---- Document segment
By Tara Taylor and Ramona Aston
Back in January, we were looking through seed catalogues and talking over our wish lists for the coming growing season. When we flipped to the gardening supplies section, soil blockers caught our interest. Initially we thought it would be worth attempting to make a homemade version, but as most simple DIY versions only created one block at a time, we decided the purchased soil blockers were the way to go, at least for the smaller sizes. We both decided to order some from West Coast Seeds.
The basic premise behind the blockers is that they make small cubes of soil that can nest inside one another, minimizing transplant shock and making for stronger roots. It was less than straightforward to figure out which of the 7 different blockers to order, because the company gives them cute names like Micro 20 and descriptions that are maddening ”Blocks from the Mini 5 aren’t meant to receive blocks from the Micro 20, but they can be potted up into the big 4 inch blocks from the Maxi Blocker.” It took some figuring, but we each ordered a small Micro 20 and a medium Mini 4. If you want to transplant seedlings from the Micro 20 into the 2 inch blocks created by the Mini 4 make sure to order the Soil Blocker Insert. This insert creates a space in the 2 inch blocks to receive the 3/4 inch blocks from the Micro 20.
Originally we were going to skip the Micro 20 which creates twenty 3/4 inch blocks. Why plant in those tiny blocks if we were going to have to then nest those seedlings into the larger blocks? Why not just start out in the 2 inch blocks created by the Mini 4? Then we discovered that an amazing amount of seedlings can be started under lights using the Micro 20. Most of us have limited space under lighting when we start seeds and those blockers really maximise the space.
This is a recipe by Eliot Coleman, the creator of soil blockers. We found that if you follow the proportions of soil mix to water that the blocks hold together very well.
Use a 10 quart bucket or mark off 10 quarts on a larger bucket.
- 3 buckets fine peat
- 1/2 cup lime
- 2 buckets perlite, or vermiculite, or coarse sand
- 3 cups fertilizer (equal parts blood meal, green sand, and bone meal)
- 1 bucket of garden soil
- 2 buckets of decomposed compost
- 1 part of water to every 3 parts of soil blocking mix
This recipe makes more than you will probably use the first time. Since it is easiest to mix the ingredients when they are dry, add the peat, lime, fertilizer, perlite or vermiculite, and dry garden soil into a tote. Mix well. This dry mix can then be stored and mixed up with water and compost as needed.
--------
Continue the soil blockers piece from the point where it stops. The material that comes next plays no part here.
---- Data
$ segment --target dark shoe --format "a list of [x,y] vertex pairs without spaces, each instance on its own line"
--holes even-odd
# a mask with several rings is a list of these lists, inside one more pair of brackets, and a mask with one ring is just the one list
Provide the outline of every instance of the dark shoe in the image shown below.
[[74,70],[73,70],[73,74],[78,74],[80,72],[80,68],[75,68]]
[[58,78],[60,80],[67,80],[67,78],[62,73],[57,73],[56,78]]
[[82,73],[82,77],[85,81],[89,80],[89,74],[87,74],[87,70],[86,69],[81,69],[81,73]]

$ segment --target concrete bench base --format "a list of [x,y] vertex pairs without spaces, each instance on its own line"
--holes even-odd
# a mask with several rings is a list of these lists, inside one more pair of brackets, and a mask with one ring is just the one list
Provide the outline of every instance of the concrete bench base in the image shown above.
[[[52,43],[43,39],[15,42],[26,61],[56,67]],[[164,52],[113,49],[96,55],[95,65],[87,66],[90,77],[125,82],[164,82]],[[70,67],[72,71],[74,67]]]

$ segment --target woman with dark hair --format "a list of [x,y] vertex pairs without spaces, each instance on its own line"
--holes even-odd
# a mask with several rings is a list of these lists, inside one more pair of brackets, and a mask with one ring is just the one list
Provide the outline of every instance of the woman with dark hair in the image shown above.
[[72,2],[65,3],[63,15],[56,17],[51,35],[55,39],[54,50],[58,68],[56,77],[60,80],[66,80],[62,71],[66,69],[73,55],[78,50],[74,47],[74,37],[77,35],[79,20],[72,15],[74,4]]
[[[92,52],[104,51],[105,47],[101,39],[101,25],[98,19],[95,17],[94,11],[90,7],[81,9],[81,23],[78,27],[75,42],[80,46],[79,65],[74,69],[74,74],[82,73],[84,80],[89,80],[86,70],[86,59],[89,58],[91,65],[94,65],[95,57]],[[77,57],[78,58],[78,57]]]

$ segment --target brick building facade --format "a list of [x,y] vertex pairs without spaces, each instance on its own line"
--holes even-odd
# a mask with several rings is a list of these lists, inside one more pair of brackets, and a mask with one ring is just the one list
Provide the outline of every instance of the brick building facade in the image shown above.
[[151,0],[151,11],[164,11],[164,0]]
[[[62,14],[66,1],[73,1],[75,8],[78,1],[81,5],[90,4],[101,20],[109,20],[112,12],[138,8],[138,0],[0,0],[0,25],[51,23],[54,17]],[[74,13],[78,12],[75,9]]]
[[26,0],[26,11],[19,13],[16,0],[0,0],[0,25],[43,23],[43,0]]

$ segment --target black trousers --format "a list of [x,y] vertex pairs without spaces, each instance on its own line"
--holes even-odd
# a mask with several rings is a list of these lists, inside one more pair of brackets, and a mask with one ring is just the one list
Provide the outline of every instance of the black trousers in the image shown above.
--------
◆ Exercise result
We used one bucket of dry soil blocker mix, to 1/3 of a bucket of water, and 1/3 of a bucket of compost. It is suggested to dry and sift the compost first, but it worked well to add the compost to the water, stir it to make a slurry, and then add to the dry mix (after picking out the worms). This made enough mix for three hundred and sixty 3/4 inch blocks, and enough left over to fill seeding trays for microgreens.
Making the Blocks
Making the blocks is quite easy. Plunge the blocker into your wet mix, rub it against the bottom or side of the tote to pack the soil in, press the whole blocker onto the tray and release the blocks. If your blocks stick, it helps to periodically rinse the blocker in a container of water.
We took a trip to Dollarama for some heavy duty cafeteria type trays, which work really well and will last for many more seasons than flimsy seedling trays or pots. If you would like to use seedling trays, parchment paper lining the bottom of the seedling tray will level out the ridges in the plastic tray, making placement of the small 3/4 inch blocks from the Micro 20 easier.
When you are putting the blocks on the tray it is important to leave space between the blocks. This makes it easier to move the blocks and to water them. To water the blocks, pour water into the space between the blocks. The blocks will then soak up the water. Allow the blocks to dry out on top (which they will do every day if they are under lights) and water every day. If your blocks can’t soak up all the water, pour off the excess. Allowing the blocks to dry out on top daily helps prevent mold and damping off.
After 3 weeks of using Micro 20 soil blockers, it is safe to say that they are a hit with these gardeners! Although their physical space seems limited in their tiny cubes, the plants are growing vigorously and are very sturdy. One of the perks of this system is that the roots naturally air prune which makes for stronger plants. We have both been able to start more seeds than we would have if we had used pots due to the spacing of soil blocks. Avoiding the flimsy plastic pots of past years is another bonus – nothing for the landfill with soil blocks.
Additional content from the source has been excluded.